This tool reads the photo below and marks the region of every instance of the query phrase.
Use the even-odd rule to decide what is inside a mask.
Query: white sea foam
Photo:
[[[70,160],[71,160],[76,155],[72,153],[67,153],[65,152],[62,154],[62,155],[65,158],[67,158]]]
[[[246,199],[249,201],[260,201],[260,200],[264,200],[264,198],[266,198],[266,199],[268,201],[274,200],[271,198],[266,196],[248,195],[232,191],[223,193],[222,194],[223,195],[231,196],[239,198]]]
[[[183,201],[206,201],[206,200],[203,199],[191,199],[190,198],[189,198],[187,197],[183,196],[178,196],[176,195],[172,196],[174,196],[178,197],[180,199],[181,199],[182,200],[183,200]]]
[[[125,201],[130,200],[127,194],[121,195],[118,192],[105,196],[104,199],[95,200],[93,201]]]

------------

■ STATED PROBLEM: Reproduce the items above word for word, from the first line to the last.

■ REPLY:
This tool reads the photo below and marks the region of every instance of the query phrase.
Use the even-odd rule to decide what is inside a mask.
Query: white sea foam
Photo:
[[[70,160],[71,160],[76,155],[72,153],[67,153],[65,152],[62,154],[62,155],[65,158],[67,158]]]
[[[246,199],[249,201],[260,201],[260,200],[264,200],[264,198],[266,198],[266,199],[268,201],[274,200],[271,198],[266,196],[248,195],[232,191],[223,193],[222,194],[223,195],[231,196],[239,198]]]
[[[183,201],[206,201],[206,200],[203,199],[191,199],[190,198],[189,198],[187,197],[183,196],[178,196],[176,195],[172,196],[174,196],[178,197],[180,199],[181,199],[182,200],[183,200]]]
[[[125,201],[130,200],[127,194],[121,195],[118,192],[105,196],[104,199],[95,200],[93,201]]]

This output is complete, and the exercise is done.